Point annotation rows
....
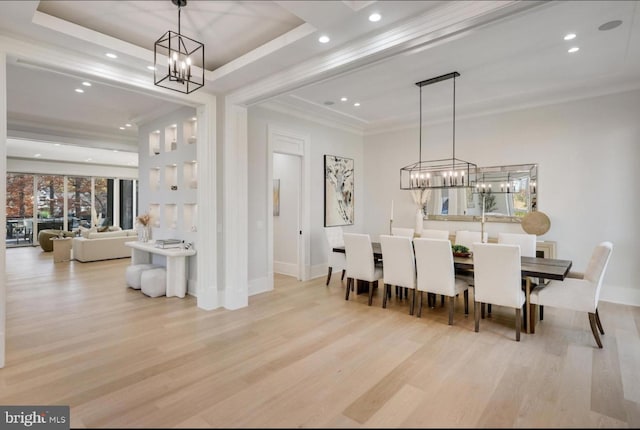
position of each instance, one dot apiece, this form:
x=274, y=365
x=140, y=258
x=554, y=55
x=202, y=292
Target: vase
x=419, y=222
x=144, y=233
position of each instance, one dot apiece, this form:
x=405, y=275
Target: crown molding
x=432, y=26
x=317, y=117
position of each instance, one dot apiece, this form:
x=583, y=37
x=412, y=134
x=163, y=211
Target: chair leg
x=598, y=322
x=451, y=304
x=466, y=302
x=371, y=292
x=413, y=302
x=592, y=322
x=384, y=299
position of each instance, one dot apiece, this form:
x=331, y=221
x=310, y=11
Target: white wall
x=588, y=154
x=324, y=140
x=286, y=168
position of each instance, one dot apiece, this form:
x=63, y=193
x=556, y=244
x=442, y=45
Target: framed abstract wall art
x=338, y=191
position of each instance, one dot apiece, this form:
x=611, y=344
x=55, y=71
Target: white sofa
x=103, y=246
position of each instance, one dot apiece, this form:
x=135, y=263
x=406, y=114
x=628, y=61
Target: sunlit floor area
x=301, y=356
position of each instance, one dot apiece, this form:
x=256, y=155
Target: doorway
x=287, y=182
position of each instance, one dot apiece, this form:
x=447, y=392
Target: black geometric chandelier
x=178, y=60
x=444, y=173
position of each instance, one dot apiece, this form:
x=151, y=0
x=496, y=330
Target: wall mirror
x=510, y=193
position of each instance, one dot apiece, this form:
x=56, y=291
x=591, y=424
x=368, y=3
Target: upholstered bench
x=134, y=272
x=154, y=282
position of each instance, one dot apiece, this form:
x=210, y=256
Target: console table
x=142, y=252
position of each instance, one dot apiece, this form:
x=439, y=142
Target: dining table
x=531, y=267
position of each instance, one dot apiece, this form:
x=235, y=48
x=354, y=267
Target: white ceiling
x=519, y=60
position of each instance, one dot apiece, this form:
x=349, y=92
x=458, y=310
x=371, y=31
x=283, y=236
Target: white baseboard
x=621, y=295
x=319, y=271
x=284, y=268
x=261, y=285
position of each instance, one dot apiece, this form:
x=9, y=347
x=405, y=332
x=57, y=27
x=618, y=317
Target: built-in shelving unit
x=190, y=217
x=190, y=174
x=171, y=138
x=154, y=143
x=171, y=177
x=172, y=171
x=190, y=131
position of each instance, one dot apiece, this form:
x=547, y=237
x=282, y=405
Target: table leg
x=531, y=310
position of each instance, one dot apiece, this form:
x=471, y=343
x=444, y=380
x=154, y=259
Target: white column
x=3, y=198
x=234, y=204
x=207, y=254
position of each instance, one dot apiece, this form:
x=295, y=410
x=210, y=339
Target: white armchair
x=497, y=273
x=577, y=293
x=336, y=260
x=399, y=266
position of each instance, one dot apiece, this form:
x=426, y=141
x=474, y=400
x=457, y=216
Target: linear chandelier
x=178, y=60
x=444, y=173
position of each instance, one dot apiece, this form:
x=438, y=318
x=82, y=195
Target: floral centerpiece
x=145, y=222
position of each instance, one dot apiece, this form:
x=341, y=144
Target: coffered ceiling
x=509, y=55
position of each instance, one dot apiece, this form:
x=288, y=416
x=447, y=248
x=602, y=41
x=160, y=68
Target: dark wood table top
x=544, y=268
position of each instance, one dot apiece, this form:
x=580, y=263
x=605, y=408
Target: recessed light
x=610, y=25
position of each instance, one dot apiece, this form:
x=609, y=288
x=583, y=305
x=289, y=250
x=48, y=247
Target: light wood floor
x=301, y=356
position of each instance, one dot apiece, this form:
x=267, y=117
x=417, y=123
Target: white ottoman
x=134, y=273
x=154, y=282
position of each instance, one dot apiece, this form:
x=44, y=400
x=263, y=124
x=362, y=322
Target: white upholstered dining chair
x=435, y=234
x=336, y=260
x=399, y=266
x=497, y=274
x=434, y=263
x=360, y=262
x=401, y=231
x=578, y=292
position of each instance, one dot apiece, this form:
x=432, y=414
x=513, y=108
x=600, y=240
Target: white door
x=287, y=183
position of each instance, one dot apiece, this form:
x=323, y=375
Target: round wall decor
x=536, y=222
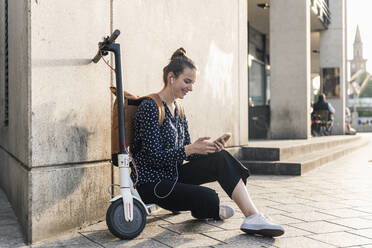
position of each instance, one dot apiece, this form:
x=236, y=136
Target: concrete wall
x=71, y=116
x=58, y=139
x=14, y=138
x=214, y=36
x=333, y=54
x=290, y=69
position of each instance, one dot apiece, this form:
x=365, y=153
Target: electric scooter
x=126, y=216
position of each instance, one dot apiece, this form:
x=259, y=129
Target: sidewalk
x=330, y=206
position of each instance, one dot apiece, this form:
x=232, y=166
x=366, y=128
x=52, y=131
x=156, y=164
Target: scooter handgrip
x=113, y=37
x=97, y=57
....
- Work to complete:
Rewrite the rows from the beginning of the rows through the line containing "x=261, y=285", inclusive, keeping each request line, and shift every x and y coordinate in the answer points up by 126. Leave the sample coordinates in the requests unchanged, and omit the pictures from the output.

- Written answer:
position of each instance, one dot apiece, this form:
x=274, y=365
x=140, y=258
x=554, y=55
x=202, y=292
Target: vase
x=545, y=348
x=270, y=359
position of each instance, one dot apiece, this form:
x=405, y=275
Target: crown molding
x=558, y=152
x=443, y=243
position of each instance, one dot apiece, this form:
x=583, y=37
x=412, y=134
x=163, y=211
Target: chair leg
x=724, y=448
x=577, y=430
x=592, y=428
x=497, y=418
x=539, y=428
x=718, y=448
x=510, y=425
position of each instance, one dot apiece, this form:
x=331, y=221
x=310, y=11
Target: white wall
x=714, y=280
x=450, y=266
x=412, y=294
position of each instance, one dot apiece, this form:
x=63, y=193
x=556, y=244
x=442, y=45
Target: framed abstract wall art
x=464, y=317
position of each instance, one dot apiece, this form:
x=611, y=344
x=55, y=71
Target: white sofa
x=229, y=372
position of each instance, one dot apiece, this form:
x=135, y=263
x=406, y=114
x=628, y=61
Target: sunlit floor area
x=427, y=482
position of each instance, one dot apiece, this form:
x=256, y=155
Target: doorway
x=413, y=308
position of each instance, one dot apiece, this form:
x=447, y=392
Target: black geometric chandelier
x=304, y=186
x=570, y=299
position of each instance, one dot apiece, this form:
x=151, y=0
x=496, y=330
Target: wall mirror
x=636, y=319
position of each instance, one dot apiece, this form:
x=56, y=291
x=591, y=424
x=368, y=3
Target: upholstered bench
x=260, y=398
x=280, y=408
position of each instance, one dot apiece, this form:
x=210, y=256
Target: console table
x=268, y=378
position of each instance, one dot apiece, this form:
x=439, y=142
Target: dining table
x=657, y=393
position of each instance, one dot apiece, this form:
x=235, y=48
x=354, y=267
Target: white ceiling
x=645, y=186
position of each instance, one dot apiece, this form:
x=349, y=92
x=458, y=310
x=371, y=31
x=283, y=236
Target: white baseboard
x=747, y=421
x=445, y=397
x=410, y=394
x=387, y=411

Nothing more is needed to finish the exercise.